Provided records:
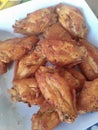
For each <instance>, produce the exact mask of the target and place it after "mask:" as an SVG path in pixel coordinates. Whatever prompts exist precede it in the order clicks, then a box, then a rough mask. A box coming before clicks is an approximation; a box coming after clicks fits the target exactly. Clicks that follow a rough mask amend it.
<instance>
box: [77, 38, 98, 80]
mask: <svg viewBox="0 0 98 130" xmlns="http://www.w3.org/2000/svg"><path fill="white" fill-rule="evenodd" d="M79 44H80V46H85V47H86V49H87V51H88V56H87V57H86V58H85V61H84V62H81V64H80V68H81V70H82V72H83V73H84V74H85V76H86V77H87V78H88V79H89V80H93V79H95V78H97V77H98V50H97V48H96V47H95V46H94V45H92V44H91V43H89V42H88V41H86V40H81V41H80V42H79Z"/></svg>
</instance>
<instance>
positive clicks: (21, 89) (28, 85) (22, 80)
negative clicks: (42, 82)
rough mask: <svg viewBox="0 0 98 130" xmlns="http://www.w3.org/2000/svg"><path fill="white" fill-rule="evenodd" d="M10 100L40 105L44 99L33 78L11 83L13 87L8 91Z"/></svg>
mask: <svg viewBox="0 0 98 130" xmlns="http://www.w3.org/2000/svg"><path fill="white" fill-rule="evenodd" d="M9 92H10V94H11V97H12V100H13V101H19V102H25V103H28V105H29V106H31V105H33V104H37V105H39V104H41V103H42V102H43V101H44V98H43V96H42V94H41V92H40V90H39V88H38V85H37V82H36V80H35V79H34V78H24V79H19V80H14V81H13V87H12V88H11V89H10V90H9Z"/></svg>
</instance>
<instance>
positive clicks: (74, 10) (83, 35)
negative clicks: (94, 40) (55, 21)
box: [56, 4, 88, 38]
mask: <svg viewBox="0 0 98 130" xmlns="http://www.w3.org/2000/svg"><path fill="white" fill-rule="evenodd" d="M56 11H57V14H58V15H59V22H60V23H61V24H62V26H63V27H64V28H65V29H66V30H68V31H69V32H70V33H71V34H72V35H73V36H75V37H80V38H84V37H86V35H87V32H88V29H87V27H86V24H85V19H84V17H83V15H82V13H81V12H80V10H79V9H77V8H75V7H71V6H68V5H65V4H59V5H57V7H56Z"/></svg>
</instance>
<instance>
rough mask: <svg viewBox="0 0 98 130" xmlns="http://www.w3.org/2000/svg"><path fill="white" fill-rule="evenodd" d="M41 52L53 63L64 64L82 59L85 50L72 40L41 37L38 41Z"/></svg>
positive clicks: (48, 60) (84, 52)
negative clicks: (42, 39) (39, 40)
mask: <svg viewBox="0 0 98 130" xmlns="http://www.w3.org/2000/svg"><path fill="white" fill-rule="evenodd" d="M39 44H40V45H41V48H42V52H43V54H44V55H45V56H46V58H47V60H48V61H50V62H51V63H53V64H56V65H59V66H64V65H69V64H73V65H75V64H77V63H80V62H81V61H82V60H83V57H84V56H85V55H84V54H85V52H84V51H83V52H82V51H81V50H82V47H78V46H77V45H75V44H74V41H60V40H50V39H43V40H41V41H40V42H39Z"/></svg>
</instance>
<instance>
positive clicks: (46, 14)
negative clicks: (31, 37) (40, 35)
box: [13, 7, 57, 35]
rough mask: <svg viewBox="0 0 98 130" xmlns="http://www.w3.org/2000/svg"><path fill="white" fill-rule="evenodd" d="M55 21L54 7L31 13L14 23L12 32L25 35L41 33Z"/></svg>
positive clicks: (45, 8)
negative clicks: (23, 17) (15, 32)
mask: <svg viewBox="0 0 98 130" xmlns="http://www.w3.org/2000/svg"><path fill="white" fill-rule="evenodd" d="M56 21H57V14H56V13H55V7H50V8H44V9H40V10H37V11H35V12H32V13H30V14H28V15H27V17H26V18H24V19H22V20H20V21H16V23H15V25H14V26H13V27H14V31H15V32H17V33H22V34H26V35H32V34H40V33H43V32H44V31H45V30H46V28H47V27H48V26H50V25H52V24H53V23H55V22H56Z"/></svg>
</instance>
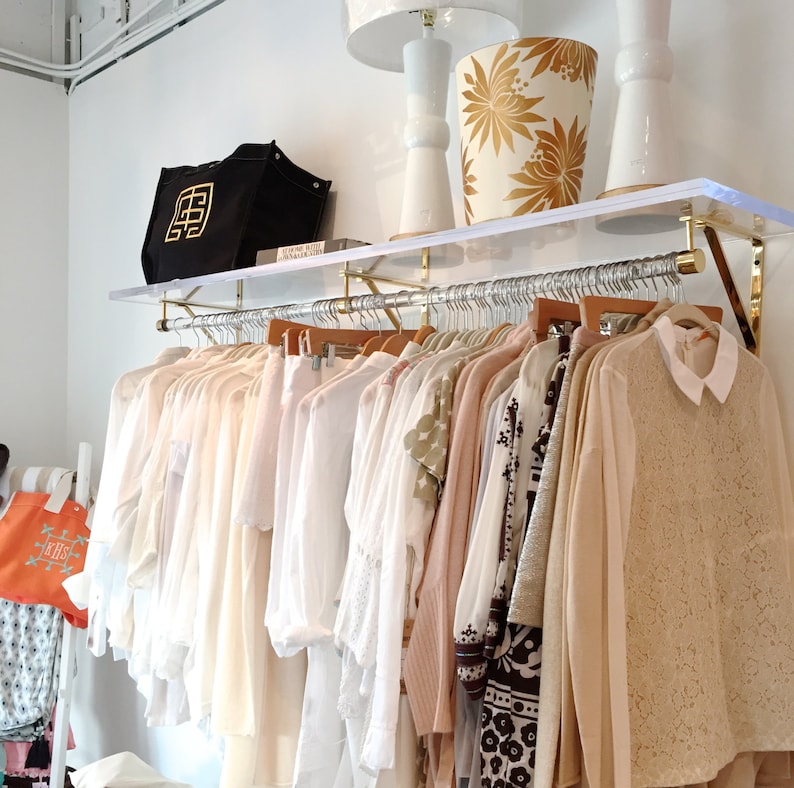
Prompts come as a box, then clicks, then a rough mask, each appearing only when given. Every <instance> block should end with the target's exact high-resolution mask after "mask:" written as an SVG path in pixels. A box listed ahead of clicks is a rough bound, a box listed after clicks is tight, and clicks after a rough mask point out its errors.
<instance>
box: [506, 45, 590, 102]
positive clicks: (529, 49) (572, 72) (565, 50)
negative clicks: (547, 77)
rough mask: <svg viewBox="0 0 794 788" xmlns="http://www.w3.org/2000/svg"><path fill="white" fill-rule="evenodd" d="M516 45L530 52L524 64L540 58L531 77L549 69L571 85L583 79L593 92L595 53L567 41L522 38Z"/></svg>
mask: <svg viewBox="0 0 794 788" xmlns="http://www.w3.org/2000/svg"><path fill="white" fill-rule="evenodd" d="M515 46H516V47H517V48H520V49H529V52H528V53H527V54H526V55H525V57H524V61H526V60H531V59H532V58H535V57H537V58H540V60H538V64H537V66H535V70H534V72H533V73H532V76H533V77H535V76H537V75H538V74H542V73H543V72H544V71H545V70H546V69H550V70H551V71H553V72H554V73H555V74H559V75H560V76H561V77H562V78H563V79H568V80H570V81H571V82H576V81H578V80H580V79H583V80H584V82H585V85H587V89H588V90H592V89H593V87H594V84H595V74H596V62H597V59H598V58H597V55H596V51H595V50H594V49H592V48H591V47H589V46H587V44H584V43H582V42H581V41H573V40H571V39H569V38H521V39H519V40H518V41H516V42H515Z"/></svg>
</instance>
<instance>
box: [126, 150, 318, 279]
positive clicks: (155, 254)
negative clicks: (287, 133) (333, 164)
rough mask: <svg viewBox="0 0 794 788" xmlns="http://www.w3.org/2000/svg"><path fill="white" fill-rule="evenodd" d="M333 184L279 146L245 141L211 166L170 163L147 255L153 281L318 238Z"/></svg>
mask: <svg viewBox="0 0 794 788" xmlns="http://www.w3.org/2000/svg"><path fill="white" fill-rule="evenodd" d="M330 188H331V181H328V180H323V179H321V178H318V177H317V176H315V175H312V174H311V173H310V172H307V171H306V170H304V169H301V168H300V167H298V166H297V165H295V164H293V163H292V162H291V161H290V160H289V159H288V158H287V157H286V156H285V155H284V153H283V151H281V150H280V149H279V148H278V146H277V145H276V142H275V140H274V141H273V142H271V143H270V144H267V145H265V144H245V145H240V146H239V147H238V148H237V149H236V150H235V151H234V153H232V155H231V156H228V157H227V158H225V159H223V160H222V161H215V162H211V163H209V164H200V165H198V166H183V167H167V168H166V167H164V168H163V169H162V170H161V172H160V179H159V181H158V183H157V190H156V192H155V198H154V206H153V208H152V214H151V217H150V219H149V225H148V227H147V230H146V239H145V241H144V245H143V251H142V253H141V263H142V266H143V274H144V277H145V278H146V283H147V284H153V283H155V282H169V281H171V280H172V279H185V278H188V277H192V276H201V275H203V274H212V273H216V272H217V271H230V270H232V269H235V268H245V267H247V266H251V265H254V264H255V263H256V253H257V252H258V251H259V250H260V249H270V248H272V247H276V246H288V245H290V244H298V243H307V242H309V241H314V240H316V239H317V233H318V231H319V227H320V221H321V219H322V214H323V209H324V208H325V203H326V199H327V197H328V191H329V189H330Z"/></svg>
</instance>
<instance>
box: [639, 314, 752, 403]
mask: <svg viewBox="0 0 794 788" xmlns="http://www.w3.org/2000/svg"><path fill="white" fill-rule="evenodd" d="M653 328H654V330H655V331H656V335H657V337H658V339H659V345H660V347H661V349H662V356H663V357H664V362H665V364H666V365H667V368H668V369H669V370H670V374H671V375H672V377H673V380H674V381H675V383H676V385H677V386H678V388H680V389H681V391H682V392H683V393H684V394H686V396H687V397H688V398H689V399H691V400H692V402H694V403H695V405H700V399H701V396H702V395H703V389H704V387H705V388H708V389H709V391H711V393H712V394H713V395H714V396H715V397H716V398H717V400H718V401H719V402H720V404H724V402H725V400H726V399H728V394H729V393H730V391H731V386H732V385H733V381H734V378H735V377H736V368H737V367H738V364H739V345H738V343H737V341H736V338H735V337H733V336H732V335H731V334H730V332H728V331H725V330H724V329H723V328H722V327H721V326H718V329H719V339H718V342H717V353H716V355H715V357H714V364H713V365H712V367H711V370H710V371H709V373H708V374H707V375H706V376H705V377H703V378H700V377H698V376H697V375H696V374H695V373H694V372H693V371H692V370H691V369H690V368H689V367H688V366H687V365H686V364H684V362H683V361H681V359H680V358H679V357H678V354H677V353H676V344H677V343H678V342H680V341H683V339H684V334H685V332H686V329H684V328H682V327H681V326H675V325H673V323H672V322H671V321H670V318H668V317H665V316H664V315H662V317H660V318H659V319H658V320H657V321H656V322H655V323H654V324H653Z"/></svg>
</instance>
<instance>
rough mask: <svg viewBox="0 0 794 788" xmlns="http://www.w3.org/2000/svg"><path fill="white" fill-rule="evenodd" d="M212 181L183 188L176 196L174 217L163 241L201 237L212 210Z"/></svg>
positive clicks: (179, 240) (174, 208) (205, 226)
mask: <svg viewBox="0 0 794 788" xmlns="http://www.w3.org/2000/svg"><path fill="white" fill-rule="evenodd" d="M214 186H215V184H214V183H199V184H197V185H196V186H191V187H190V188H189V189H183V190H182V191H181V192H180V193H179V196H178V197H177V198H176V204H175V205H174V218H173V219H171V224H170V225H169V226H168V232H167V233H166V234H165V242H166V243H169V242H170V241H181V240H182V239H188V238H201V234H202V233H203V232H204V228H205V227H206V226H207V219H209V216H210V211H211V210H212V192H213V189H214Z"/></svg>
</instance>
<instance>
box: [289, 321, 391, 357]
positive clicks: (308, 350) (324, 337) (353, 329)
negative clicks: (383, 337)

==

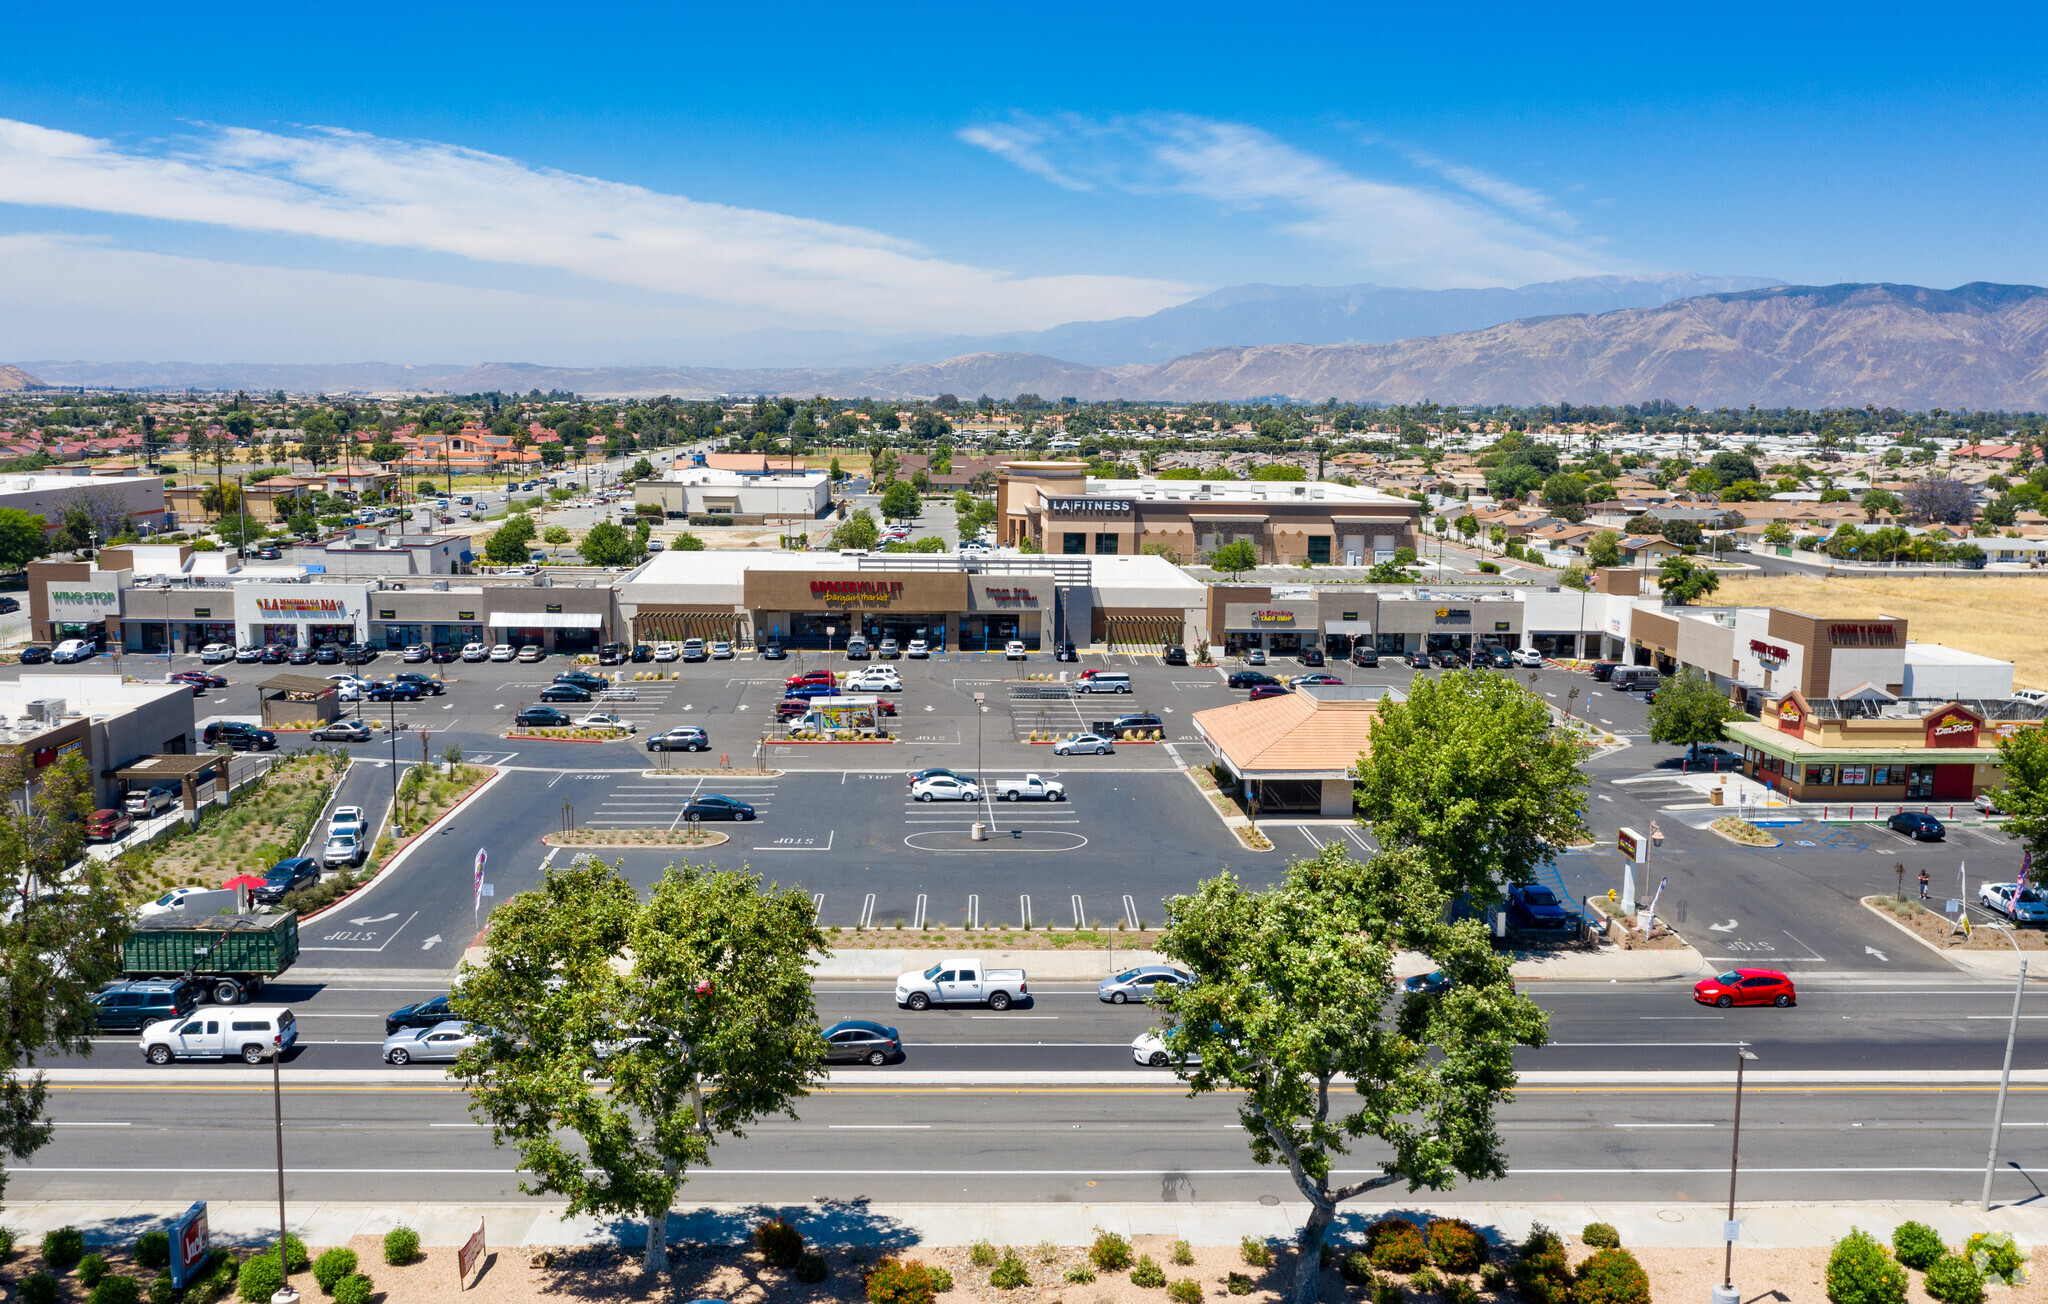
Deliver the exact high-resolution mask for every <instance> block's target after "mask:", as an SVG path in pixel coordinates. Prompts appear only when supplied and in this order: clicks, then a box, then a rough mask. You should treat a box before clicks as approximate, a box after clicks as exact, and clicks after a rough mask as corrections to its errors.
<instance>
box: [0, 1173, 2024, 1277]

Required action: Starting at the line above that contains "box: [506, 45, 590, 102]", write out each line exactly until the line that contains "negative clicks: (547, 77)" has been written, and stop there.

Problem solution:
box: [506, 45, 590, 102]
positive clicks: (529, 49) (572, 72) (565, 50)
negative clicks: (547, 77)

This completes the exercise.